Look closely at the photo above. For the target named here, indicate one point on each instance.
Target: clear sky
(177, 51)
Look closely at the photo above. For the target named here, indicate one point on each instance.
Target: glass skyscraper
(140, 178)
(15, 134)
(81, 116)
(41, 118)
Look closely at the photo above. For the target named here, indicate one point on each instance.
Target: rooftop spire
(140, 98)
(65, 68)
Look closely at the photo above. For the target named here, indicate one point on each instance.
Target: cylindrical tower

----

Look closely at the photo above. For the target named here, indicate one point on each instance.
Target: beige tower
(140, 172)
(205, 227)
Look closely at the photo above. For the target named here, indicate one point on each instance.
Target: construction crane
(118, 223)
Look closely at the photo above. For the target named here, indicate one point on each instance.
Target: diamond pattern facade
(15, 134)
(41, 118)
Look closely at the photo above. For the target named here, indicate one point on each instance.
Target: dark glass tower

----

- **Work to complete**
From the records above, print exactly the lines that run from the line with "Target: diamond pattern facade" to the line with "Target: dark glass tower", inclusive.

- **Result for this task**
Target: diamond pattern facade
(15, 134)
(41, 118)
Look closely at the photo above. For the target named here, indicate one point on each instance.
Target: dark glass tower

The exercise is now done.